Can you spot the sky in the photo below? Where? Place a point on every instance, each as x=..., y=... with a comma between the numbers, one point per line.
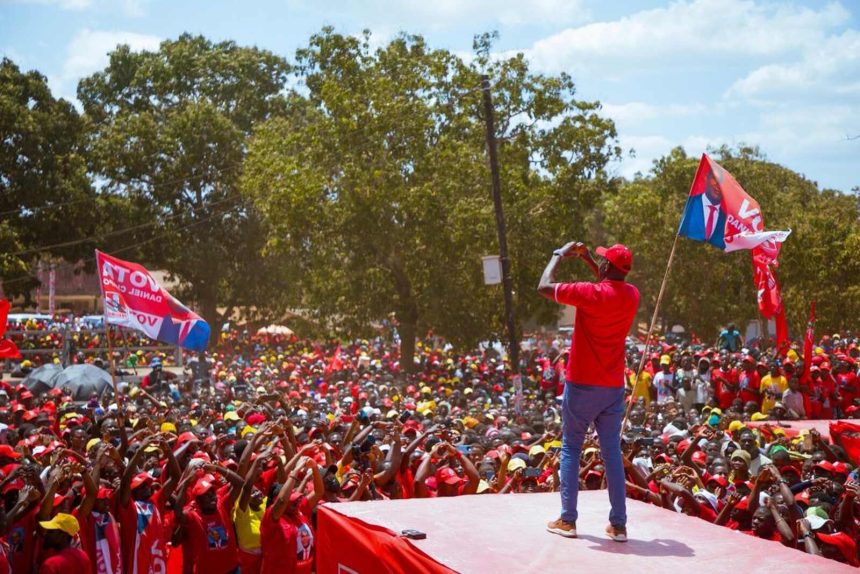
x=782, y=75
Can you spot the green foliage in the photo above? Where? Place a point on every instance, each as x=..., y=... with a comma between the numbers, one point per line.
x=379, y=195
x=45, y=194
x=169, y=132
x=708, y=288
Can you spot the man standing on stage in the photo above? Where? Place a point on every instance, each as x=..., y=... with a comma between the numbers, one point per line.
x=594, y=392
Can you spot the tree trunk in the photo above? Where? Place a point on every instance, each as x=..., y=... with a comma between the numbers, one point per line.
x=209, y=311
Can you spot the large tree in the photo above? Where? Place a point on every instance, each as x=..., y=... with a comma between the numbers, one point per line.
x=708, y=288
x=169, y=132
x=47, y=204
x=379, y=196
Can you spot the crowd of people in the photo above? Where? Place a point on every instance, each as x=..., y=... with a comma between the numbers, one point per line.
x=221, y=468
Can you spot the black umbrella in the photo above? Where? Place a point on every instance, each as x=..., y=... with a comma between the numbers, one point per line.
x=43, y=379
x=84, y=380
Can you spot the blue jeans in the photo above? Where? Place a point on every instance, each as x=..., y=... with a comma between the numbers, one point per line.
x=604, y=406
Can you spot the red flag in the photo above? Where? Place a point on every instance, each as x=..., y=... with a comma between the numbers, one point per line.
x=769, y=297
x=808, y=343
x=336, y=363
x=4, y=315
x=720, y=212
x=8, y=349
x=847, y=435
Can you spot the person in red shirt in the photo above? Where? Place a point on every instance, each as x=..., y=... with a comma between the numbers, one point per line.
x=725, y=380
x=286, y=534
x=749, y=382
x=595, y=375
x=61, y=558
x=143, y=530
x=99, y=533
x=207, y=525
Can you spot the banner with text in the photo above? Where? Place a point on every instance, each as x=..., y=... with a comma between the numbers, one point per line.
x=134, y=299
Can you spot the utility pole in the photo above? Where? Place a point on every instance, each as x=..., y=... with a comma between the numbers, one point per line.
x=507, y=281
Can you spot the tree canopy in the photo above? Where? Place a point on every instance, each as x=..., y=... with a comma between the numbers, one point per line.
x=353, y=184
x=46, y=198
x=169, y=132
x=379, y=196
x=708, y=288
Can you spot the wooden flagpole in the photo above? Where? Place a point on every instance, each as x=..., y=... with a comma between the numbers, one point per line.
x=651, y=328
x=117, y=398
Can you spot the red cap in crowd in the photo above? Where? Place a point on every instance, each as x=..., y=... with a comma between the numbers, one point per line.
x=619, y=255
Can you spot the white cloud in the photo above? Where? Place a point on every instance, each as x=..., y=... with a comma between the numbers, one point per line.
x=636, y=112
x=64, y=4
x=444, y=14
x=830, y=68
x=132, y=8
x=88, y=53
x=689, y=31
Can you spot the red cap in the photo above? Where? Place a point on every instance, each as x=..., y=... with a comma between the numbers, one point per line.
x=7, y=451
x=619, y=255
x=202, y=487
x=140, y=479
x=447, y=475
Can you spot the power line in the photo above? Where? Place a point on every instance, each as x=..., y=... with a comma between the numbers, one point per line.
x=112, y=233
x=128, y=247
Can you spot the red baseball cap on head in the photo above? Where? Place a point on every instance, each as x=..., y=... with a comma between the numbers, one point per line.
x=140, y=479
x=202, y=487
x=448, y=476
x=619, y=255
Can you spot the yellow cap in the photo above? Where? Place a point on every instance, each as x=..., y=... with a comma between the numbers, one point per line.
x=62, y=521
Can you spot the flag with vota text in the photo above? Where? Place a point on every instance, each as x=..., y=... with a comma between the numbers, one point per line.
x=721, y=213
x=134, y=299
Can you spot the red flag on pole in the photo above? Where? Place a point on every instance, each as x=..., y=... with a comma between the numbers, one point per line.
x=8, y=349
x=336, y=363
x=847, y=435
x=808, y=343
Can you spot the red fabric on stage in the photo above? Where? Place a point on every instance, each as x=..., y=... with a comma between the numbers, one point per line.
x=847, y=435
x=346, y=544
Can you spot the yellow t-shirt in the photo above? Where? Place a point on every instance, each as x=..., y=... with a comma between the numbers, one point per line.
x=643, y=387
x=776, y=386
x=248, y=527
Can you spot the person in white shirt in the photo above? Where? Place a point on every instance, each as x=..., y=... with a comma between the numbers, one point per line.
x=792, y=398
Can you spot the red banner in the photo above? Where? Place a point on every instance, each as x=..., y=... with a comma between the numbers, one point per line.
x=8, y=349
x=808, y=343
x=134, y=299
x=346, y=545
x=847, y=435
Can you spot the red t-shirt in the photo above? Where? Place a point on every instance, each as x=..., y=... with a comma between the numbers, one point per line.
x=604, y=315
x=22, y=543
x=748, y=381
x=212, y=539
x=287, y=543
x=144, y=535
x=99, y=536
x=68, y=561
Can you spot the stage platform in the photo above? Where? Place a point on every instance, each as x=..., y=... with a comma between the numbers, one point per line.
x=506, y=533
x=794, y=427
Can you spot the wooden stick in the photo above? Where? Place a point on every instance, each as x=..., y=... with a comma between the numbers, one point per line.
x=651, y=329
x=116, y=396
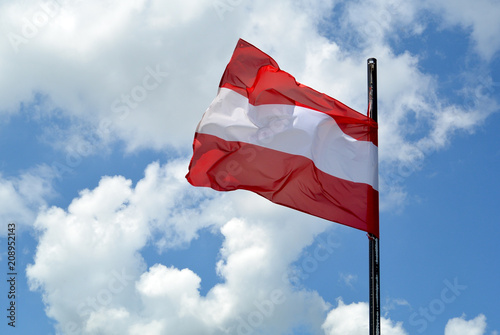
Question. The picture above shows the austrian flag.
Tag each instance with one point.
(268, 134)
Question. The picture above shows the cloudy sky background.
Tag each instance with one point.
(99, 103)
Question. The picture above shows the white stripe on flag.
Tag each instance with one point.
(294, 130)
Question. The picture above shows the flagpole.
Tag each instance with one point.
(374, 249)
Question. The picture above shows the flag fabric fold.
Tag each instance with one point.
(297, 147)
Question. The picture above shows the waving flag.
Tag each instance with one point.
(268, 134)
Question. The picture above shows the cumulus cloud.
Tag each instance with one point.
(353, 319)
(96, 245)
(143, 72)
(460, 326)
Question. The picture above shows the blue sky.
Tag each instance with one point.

• [TASK INSTRUCTIONS] From the material above, copy everything exactly but the pictures.

• [COMPLETED EXERCISE]
Can you spot the sky in the photo below? Where? Place a point on every instance, each as x=..., y=... with a comma between the numbers, one point per line.
x=782, y=75
Can you spot the green foliage in the photo above? Where? Place a point on every instance, each as x=..., y=... with a comma between the numbers, one point per line.
x=379, y=195
x=45, y=194
x=169, y=132
x=708, y=288
Can you spot the man standing on stage in the photo above? Where? Place a point on every instance, each as x=..., y=... with a comma between the numbers, one point per line.
x=594, y=392
Can you spot the tree trunk in the photo above? Where? Place a point on every instance, each as x=..., y=... with a comma between the numbers, one point per line.
x=209, y=311
Can you spot the large tree in the photo above? Where? Place a point on every instance, each as x=..., y=... with a comma between the numbers, one point per line.
x=708, y=288
x=169, y=132
x=47, y=204
x=379, y=196
Can you spot the crowd of people in the photo above? Where? Place a point on every instance, each as x=..., y=... with a comma between the numbers, one point per line.
x=221, y=468
Can you spot the black umbrella in the photo above? Where? Place a point on every instance, each as x=..., y=... with a comma between the numbers, one point per line.
x=43, y=379
x=84, y=380
Can you spot the blue jeans in the photo above? Where? Place a point on every instance, each as x=..., y=... with a comma between the numbers, one point per line.
x=604, y=406
Can you spot the red flag in the photo above? Where? Place a point on every instance, each as x=..., y=... with a comma between the numbers, one point per line.
x=769, y=297
x=808, y=343
x=336, y=363
x=4, y=315
x=720, y=212
x=8, y=349
x=847, y=435
Can you spot the person in red shirt in the photo above? Where? Place a point on every instance, each as x=..., y=... with a comma between the numbers, one point per line.
x=725, y=380
x=286, y=534
x=749, y=382
x=595, y=375
x=61, y=558
x=143, y=530
x=99, y=533
x=207, y=525
Can you spot the banner with text in the photo above? Where? Place a point on every instance, each as x=..., y=... with a comma between the numbers, one point per line.
x=134, y=299
Can you spot the utility pole in the photo above? Where? Place a point on every instance, each as x=..., y=... with a comma between the numbers, one point per line.
x=507, y=281
Can you spot the tree canopy in the photo above? Where? Place a point on every instance, each as x=..., y=... with a comma between the numbers, one point per line.
x=353, y=184
x=46, y=198
x=169, y=132
x=379, y=196
x=708, y=288
Can you spot the wooden flagpole in the photo above? Where? Place a point on every instance, each as x=..., y=... with a comma between the numbers, one point per line.
x=651, y=328
x=117, y=398
Can you spot the red cap in crowd in the photo above? Where? Place a point on every instance, each as x=..., y=... with a comma between the numbers, one point per line.
x=619, y=255
Can you spot the white cloud in the photo above? Where? Place a point on every instance, each as x=..., y=... with a comma between the numbers, one point per line.
x=636, y=112
x=64, y=4
x=444, y=14
x=830, y=68
x=132, y=8
x=88, y=53
x=689, y=31
Can you spot the red cap in the photo above? Where? Place a point on every instance, each as x=..., y=... with a comma between the numbers, one point per line.
x=7, y=451
x=619, y=255
x=202, y=487
x=140, y=479
x=447, y=475
Can you spot the power line in the photo above? Where? Place a point on every instance, each as x=..., y=... with a comma between the numbers, one point per line.
x=112, y=233
x=128, y=247
Can you spot the red baseball cap on head in the photo above? Where? Place a point on every instance, each as x=..., y=... with a comma between the numbers, one point per line.
x=140, y=479
x=202, y=487
x=448, y=476
x=619, y=255
Can you spot the yellow cap in the photo above? Where? Place a point on every instance, each as x=..., y=... with a comma between the numbers, one point per line.
x=62, y=521
Can you spot the flag with vota text in the photo above? Where? Place a point on every instance, each as x=..., y=... with a comma between the numbers, one point per line.
x=721, y=213
x=134, y=299
Can you spot the red flag on pole in the photo above? Where? Place a point on every instance, each as x=..., y=... with a comma between the numbers, one point per line.
x=8, y=349
x=336, y=363
x=847, y=435
x=808, y=343
Can you spot the red fabric on stage in the photo above? Where? Place a point on every instance, each as x=..., y=... with a comma between the numbers, one point per line.
x=847, y=435
x=346, y=544
Can you spot the yellow t-shirt in the photo above? Where? Place a point on every instance, each as x=..., y=... with a comma between the numbers, one point per line.
x=643, y=387
x=776, y=386
x=248, y=527
Can you spot the person in white shirt in the photo above? Where? Place a point on every instance, each as x=..., y=... with a comma between the numbers, one point per line.
x=792, y=398
Can you spot the red banner in the photo above? Where? Place a point on every instance, each as x=..., y=... with a comma between the numbers, one point per line.
x=8, y=349
x=808, y=343
x=134, y=299
x=346, y=545
x=847, y=435
Can you spot the red t-shirt in the photo above? Where? Place a point on every instance, each as x=..., y=... with a comma between the numbers, one point per line.
x=604, y=315
x=22, y=543
x=748, y=381
x=212, y=539
x=287, y=543
x=144, y=535
x=99, y=536
x=68, y=561
Can you spot the stage platform in the photo above? Where? Place a point on every instance, each as x=..., y=... with a comma between the numbers, one point per line.
x=506, y=533
x=794, y=427
Can you spot the wooden stick in the photo above? Where? Place a point on every instance, each as x=..., y=... with a comma between the numbers, one point per line.
x=651, y=329
x=116, y=396
Question. The picture above shows the austrian flag.
Tag each instance with one point.
(268, 134)
Question. The picture above shows the cloudy sky background.
Tag each instance with one point.
(99, 103)
Question. The picture above shows the white stripe on flag.
Tag each instance with one point.
(294, 130)
Question. The picture above shows the flagpole.
Tag each instance with one point.
(374, 249)
Question. The picture above shows the flag fabric fold.
Tag each instance with one point.
(297, 147)
Question. The picture above shows the waving flag.
Tag each instance with one point.
(268, 134)
Question. The picture above shows the cumulus cloud.
Tag each instance with one point.
(353, 319)
(96, 245)
(143, 72)
(460, 326)
Question. The picture above shows the blue sky.
Tag each instance with one point.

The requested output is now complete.